(Beginning of Extracted material)

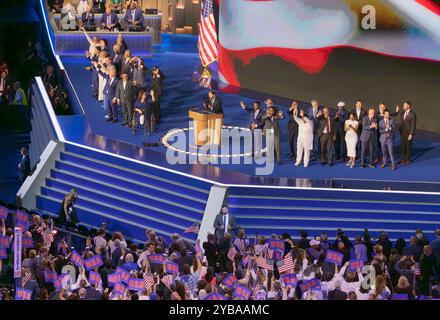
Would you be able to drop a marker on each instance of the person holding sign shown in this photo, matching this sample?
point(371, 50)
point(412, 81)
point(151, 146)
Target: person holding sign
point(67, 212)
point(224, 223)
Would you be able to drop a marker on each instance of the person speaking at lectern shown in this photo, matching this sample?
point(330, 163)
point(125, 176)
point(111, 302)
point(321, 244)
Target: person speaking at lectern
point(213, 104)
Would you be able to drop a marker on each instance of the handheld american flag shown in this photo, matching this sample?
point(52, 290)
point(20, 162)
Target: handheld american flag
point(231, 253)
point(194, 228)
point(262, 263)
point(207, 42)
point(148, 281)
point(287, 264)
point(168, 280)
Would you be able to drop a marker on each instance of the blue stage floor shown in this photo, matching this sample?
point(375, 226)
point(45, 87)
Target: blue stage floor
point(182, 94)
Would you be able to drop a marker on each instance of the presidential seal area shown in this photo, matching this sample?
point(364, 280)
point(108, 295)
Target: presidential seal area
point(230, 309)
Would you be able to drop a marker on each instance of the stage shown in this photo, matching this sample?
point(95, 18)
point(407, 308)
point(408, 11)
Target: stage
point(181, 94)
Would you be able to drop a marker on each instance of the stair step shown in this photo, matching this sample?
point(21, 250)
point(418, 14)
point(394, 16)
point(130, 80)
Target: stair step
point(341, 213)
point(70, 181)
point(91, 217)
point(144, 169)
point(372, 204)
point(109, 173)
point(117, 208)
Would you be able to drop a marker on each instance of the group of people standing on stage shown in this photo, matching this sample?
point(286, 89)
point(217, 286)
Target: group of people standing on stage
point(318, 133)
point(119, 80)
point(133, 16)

(End of Extracted material)
(Beginning of Extracted material)

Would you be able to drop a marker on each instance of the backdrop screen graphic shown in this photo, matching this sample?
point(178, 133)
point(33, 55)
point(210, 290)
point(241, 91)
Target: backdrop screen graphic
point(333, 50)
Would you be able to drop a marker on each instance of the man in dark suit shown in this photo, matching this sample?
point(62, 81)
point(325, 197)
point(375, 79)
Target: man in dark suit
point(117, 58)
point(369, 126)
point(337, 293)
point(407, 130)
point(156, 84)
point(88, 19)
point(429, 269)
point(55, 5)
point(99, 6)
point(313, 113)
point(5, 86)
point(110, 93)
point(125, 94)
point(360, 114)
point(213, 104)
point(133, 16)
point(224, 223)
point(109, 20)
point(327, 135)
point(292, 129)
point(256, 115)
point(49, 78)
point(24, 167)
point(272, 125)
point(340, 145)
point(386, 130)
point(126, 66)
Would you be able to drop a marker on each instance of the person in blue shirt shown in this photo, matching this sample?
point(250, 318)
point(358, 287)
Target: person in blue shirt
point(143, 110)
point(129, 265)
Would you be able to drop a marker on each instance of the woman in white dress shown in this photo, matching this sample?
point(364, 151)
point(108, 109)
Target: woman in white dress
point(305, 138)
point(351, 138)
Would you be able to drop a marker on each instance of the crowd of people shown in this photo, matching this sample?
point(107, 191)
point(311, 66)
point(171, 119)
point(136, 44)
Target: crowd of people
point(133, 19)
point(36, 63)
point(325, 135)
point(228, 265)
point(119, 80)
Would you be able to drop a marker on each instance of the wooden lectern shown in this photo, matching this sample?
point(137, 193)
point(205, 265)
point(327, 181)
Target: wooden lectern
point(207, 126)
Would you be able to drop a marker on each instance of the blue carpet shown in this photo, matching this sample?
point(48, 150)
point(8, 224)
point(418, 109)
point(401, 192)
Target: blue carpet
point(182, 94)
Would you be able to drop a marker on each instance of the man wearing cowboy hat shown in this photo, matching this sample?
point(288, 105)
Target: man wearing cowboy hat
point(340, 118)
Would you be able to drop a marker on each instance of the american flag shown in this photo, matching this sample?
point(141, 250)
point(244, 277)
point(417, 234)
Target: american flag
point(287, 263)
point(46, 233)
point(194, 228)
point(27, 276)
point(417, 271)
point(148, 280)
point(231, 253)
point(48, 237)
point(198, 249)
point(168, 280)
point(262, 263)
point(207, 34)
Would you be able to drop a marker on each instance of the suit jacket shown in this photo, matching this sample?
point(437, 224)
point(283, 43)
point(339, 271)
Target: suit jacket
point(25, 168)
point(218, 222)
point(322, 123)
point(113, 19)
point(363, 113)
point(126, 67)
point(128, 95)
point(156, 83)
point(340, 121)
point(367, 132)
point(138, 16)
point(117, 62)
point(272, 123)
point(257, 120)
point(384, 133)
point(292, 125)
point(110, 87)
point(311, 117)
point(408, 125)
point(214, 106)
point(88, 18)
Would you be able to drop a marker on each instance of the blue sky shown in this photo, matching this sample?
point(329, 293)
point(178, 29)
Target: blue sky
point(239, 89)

(End of Extracted material)

Could you return exactly the stretch of the data above that starts at the line with "sign shown in this photo, matching this sample?" and ends at the line with "point(45, 87)", both lines included?

Would you be able to drop a marker on each instance of the person holding sign shown in this photo, matching this sample?
point(371, 50)
point(412, 81)
point(151, 146)
Target: person holding sign
point(67, 212)
point(224, 223)
Would you be able to drop a marker on each instance of the person speaking at lectern shown in this photo, matching this sample?
point(330, 163)
point(125, 176)
point(111, 302)
point(321, 244)
Target: person speaking at lectern
point(213, 104)
Would you be able to drop a marker on each instance of the handheld american flag shown in this photo, matching this sample?
point(52, 290)
point(20, 162)
Target: handheld american flag
point(231, 253)
point(194, 228)
point(262, 263)
point(207, 42)
point(148, 281)
point(287, 264)
point(168, 280)
Would you be able to drop a marker on each instance of the blue stage floor shown in this photo, matching this sample?
point(375, 226)
point(45, 87)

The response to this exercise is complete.